--- PROBLEM STATEMENT ---
Beginning with the first line of the data below, extract each line up to and including the one containing "column 26, row 241". Copy them exactly and add nothing.

Dataset entries:
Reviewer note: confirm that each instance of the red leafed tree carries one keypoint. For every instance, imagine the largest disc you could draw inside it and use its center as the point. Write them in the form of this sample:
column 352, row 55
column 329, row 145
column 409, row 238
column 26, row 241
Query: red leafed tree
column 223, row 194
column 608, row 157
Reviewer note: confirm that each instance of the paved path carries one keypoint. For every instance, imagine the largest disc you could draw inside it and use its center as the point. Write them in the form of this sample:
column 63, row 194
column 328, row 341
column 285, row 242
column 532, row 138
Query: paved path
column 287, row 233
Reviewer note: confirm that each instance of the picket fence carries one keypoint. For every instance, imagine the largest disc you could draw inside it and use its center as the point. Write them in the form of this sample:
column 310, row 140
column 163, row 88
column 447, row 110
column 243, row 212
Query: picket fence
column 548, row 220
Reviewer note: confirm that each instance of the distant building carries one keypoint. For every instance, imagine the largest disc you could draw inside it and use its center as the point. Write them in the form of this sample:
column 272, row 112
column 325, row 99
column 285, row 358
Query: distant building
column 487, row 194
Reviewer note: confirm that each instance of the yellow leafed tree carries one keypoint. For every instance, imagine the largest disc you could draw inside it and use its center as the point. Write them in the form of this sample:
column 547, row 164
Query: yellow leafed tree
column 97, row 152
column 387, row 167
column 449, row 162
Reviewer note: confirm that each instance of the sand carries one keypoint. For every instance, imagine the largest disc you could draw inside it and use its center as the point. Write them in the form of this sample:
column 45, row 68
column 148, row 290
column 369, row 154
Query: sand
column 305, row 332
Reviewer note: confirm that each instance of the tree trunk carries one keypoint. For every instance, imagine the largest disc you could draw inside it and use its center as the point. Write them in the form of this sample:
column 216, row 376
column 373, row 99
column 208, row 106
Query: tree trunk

--- EXERCISE SOLUTION ---
Reviewer note: confirm that each instance of the red leafed tree carries one keypoint. For every instance, imagine the largest disc you could draw inside it and use its center as the point. Write them in the form of this sample:
column 352, row 55
column 329, row 145
column 409, row 238
column 26, row 241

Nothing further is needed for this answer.